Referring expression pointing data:
- - - - -
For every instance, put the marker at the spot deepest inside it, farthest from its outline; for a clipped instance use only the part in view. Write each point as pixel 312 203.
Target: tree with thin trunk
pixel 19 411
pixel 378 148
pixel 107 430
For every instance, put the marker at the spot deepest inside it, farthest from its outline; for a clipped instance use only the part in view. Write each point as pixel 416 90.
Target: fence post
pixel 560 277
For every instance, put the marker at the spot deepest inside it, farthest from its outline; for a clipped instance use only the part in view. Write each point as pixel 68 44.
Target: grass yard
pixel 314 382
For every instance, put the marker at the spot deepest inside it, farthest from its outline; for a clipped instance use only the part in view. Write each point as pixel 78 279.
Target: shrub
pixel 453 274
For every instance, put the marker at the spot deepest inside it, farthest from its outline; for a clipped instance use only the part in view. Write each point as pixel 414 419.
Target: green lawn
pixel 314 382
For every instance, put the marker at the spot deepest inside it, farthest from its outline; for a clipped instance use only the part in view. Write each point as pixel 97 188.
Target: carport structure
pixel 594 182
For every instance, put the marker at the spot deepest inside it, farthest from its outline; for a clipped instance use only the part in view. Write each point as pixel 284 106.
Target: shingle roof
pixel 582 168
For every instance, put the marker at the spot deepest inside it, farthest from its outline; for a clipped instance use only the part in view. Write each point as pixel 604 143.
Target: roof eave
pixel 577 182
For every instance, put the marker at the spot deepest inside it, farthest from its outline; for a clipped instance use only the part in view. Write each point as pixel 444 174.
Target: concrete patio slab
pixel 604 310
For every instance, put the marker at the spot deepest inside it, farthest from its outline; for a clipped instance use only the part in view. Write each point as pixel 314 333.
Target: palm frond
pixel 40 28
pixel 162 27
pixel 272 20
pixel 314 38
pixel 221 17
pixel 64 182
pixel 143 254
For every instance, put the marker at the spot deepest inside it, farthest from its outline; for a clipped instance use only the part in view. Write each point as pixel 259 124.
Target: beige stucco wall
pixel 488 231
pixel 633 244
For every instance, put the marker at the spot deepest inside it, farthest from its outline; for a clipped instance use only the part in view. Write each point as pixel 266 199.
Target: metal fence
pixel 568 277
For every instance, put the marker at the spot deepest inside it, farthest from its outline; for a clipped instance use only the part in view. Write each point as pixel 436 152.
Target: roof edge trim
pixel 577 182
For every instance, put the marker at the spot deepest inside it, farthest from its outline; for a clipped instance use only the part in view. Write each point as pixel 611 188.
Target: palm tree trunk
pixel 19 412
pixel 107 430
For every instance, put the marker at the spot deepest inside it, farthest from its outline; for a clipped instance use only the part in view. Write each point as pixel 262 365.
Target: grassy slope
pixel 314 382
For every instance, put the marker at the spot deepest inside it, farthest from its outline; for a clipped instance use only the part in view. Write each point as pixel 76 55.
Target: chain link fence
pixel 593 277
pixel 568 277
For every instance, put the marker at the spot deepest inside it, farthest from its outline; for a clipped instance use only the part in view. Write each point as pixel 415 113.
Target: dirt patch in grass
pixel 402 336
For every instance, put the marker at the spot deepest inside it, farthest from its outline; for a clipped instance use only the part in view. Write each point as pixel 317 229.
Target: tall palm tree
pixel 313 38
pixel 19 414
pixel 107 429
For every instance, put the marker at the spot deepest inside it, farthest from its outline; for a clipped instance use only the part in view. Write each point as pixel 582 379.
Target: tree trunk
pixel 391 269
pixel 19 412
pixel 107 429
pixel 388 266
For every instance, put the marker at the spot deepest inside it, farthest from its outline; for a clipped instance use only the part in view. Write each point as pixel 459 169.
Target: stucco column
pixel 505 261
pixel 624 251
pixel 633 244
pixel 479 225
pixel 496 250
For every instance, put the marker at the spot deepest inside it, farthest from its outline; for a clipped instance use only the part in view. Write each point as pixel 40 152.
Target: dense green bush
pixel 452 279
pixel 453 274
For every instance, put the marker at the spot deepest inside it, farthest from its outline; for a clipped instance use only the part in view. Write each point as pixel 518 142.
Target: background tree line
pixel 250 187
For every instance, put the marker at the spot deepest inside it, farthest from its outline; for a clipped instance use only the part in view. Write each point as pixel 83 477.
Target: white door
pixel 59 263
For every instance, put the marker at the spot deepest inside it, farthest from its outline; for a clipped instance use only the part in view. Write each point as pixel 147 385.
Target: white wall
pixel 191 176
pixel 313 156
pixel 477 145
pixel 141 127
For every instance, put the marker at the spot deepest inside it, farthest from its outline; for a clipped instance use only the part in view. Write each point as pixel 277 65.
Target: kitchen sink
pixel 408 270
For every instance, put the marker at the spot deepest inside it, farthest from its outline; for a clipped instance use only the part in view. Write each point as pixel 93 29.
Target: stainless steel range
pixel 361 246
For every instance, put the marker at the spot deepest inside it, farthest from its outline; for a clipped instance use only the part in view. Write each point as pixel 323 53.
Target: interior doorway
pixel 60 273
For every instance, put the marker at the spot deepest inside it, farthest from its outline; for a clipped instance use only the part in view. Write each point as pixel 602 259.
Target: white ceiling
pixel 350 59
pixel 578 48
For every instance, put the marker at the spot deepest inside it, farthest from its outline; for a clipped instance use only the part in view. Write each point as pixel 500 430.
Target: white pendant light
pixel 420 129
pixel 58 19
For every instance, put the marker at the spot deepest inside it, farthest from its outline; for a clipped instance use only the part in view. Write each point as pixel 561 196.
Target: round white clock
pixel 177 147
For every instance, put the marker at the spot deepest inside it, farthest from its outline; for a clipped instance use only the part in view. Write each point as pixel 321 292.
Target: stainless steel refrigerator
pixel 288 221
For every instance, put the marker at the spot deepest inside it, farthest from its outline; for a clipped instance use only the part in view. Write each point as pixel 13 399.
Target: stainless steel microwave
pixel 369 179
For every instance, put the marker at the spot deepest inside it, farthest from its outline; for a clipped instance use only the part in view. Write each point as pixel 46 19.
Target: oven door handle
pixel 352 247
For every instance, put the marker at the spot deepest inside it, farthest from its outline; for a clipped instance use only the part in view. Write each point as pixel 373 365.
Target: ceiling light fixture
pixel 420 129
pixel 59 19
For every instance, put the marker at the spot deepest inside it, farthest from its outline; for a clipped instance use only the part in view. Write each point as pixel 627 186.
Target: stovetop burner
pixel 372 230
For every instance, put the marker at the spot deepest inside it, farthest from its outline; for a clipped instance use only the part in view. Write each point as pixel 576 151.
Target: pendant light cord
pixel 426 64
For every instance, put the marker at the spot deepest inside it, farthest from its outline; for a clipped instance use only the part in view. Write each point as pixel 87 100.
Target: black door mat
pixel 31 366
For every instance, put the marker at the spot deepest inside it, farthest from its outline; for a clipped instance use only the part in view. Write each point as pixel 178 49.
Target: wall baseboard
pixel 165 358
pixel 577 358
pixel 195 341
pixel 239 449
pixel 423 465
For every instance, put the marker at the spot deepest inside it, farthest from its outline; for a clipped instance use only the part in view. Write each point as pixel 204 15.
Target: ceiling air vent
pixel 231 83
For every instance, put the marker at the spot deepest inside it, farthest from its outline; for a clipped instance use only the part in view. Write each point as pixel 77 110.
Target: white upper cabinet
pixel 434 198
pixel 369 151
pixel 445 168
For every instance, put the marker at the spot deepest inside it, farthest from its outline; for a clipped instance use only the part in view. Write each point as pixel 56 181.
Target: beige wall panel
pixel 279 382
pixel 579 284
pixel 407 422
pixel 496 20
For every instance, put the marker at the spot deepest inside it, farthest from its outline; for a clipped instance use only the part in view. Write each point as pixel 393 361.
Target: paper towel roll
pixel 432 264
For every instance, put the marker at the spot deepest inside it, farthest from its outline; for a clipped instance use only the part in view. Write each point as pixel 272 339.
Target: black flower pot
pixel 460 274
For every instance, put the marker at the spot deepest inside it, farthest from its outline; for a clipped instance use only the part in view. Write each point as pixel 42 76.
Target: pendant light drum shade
- - - - -
> YOUR INSTRUCTIONS
Exactly the lines from the one containing "pixel 393 361." through the end of the records should be reproduced, and no others.

> RESPONSE TO THE EXERCISE
For every instance, put the marker at the spot deepest inside it, farthest from its outline; for a clipped instance use only the part in view. Write each point as pixel 393 361.
Target: paper towel roll
pixel 432 264
For every instance, put the marker at the spot deepest inside it, farthest from its outline; for a clipped instance use only the part in view. Write each point as pixel 272 339.
Target: black flower pot
pixel 460 274
For every instance, put the marker at the spot deepest inside it, farthest from its outline; for a clipped instance use only the part in view. Write each point as pixel 42 76.
Target: pendant light drum shade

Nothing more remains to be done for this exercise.